* PROBLEM DESCRIPTION *
Reproduce the lines of the data below, starting with the line that contains "Where can the dog's pink" and continuing to the end of the data. Omit the pictures.

* DATA FOR PROCESSING *
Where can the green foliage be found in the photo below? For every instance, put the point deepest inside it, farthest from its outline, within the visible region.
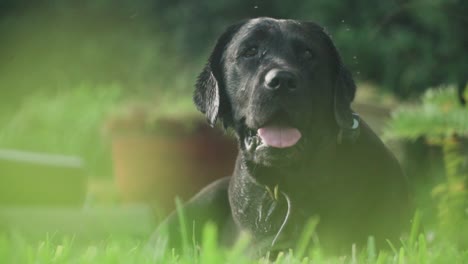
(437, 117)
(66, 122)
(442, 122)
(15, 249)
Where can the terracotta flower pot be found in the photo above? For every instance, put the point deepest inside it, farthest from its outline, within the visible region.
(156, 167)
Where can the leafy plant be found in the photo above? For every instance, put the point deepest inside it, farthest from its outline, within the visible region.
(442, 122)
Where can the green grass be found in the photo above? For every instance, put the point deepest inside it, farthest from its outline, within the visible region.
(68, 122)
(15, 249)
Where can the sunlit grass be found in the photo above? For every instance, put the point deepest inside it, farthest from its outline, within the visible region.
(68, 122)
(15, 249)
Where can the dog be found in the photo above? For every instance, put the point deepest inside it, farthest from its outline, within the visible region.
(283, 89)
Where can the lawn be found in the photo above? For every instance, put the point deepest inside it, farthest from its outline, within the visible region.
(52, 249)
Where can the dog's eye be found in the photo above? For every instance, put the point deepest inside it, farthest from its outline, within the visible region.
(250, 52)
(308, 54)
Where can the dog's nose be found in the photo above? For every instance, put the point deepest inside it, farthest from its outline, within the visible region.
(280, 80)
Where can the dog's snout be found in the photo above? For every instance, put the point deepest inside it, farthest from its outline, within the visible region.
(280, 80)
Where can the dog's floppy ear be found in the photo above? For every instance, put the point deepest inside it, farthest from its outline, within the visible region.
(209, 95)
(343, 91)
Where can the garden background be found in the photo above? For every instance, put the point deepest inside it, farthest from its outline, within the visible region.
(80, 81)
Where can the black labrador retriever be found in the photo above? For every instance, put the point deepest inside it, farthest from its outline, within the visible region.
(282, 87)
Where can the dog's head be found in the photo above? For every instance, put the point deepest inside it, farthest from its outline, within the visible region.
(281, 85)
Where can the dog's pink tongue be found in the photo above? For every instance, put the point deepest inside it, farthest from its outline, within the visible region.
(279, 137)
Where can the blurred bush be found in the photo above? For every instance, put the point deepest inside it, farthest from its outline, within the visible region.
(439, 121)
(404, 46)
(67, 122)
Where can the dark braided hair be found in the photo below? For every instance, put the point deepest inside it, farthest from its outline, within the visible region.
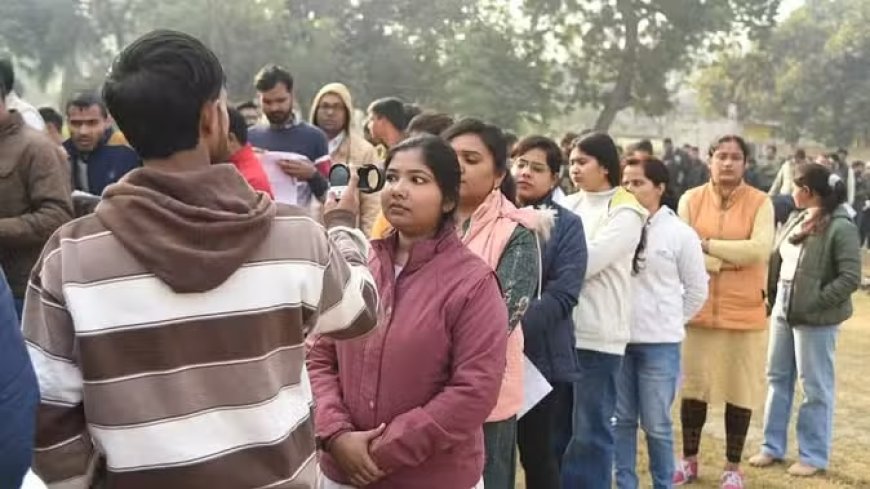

* EXERCISE RESPONSE *
Where can the dog's pink tongue be found in the photo above? For every instance, put the point deepest inside it, farthest from its outline, within the visible region.
(279, 137)
Where can the blurred bush be found in the photo above? For every instance, put the point deepest inside it, farthest from its outline, within the visible region.
(439, 121)
(404, 46)
(67, 122)
Where can the dark braided hair be found in the photo below? For every instance, put the point deepest inside it, farthest from its outline, within the visible region.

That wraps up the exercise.